Data to use
◇ ◇ ◇ ◇ ◇ ◇ ◇
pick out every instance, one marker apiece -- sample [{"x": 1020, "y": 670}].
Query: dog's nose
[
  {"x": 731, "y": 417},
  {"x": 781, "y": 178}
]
◇ ◇ ◇ ◇ ◇ ◇ ◇
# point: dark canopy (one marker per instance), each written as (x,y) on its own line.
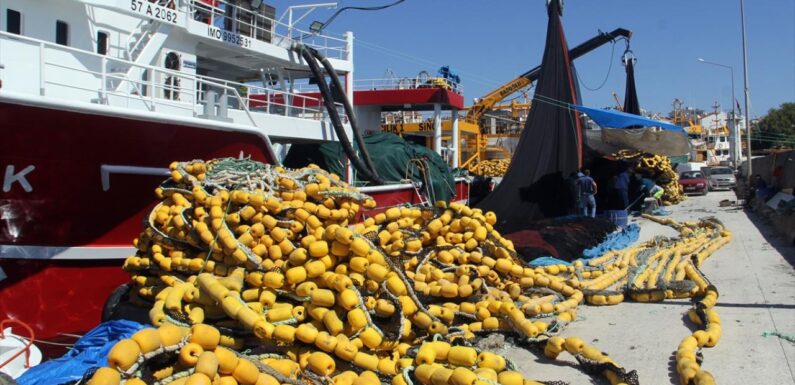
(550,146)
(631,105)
◇ ◇ ◇ ◇ ◇ ◇ ◇
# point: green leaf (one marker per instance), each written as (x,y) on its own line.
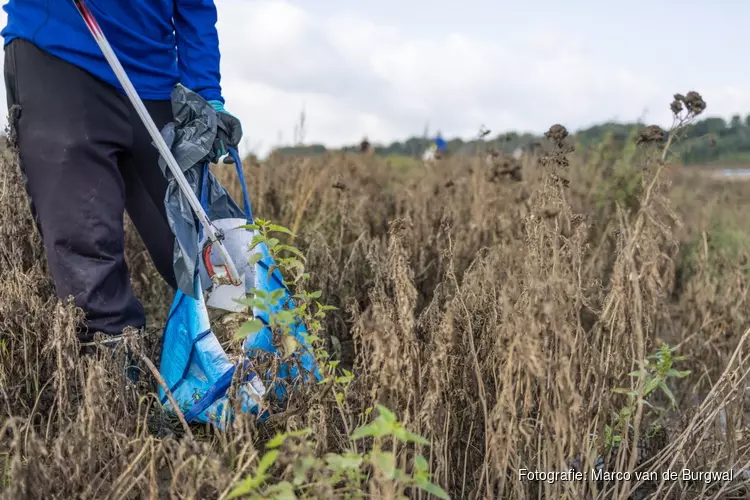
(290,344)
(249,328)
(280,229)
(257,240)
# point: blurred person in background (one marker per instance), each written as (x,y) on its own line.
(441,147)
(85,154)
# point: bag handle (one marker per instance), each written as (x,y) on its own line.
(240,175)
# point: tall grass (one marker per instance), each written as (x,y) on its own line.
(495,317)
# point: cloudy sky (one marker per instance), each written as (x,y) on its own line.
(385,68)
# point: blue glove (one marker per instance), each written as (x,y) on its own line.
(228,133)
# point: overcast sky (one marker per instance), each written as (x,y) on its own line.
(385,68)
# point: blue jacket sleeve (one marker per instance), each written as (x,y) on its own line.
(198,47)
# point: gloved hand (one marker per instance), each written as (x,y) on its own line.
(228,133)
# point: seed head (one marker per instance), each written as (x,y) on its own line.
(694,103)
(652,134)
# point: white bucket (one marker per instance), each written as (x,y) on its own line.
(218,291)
◇ ◇ ◇ ◇ ◇ ◇ ◇
Work instructions
Report each line of the listing above that contains the string "blue", copying those lines in full. Case counts.

Complete answer
# point: blue glove (one marker per instance), each written as (x,y) on its own line.
# point: blue jacket sleeve (one marker per instance), each written as (x,y) on its own line.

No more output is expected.